**Requirement**
Can you give every line of the rows below as a numbered list, skipping any blank lines?

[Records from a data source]
┄┄┄┄┄┄┄┄┄┄┄┄┄┄┄┄┄┄┄┄

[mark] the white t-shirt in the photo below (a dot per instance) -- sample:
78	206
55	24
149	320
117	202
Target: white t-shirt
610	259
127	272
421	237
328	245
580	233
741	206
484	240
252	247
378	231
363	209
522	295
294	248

┄┄┄┄┄┄┄┄┄┄┄┄┄┄┄┄┄┄┄┄

**Answer to this task**
1. [mark] the white t-shirt in the photo below (a dot per instance) -- sample:
2. 78	206
3. 55	24
4. 149	320
5. 117	202
6. Target: white t-shirt
7. 610	259
8. 127	272
9. 421	237
10. 328	245
11. 580	233
12. 741	206
13. 484	240
14. 252	247
15. 378	231
16. 363	209
17. 522	295
18. 294	248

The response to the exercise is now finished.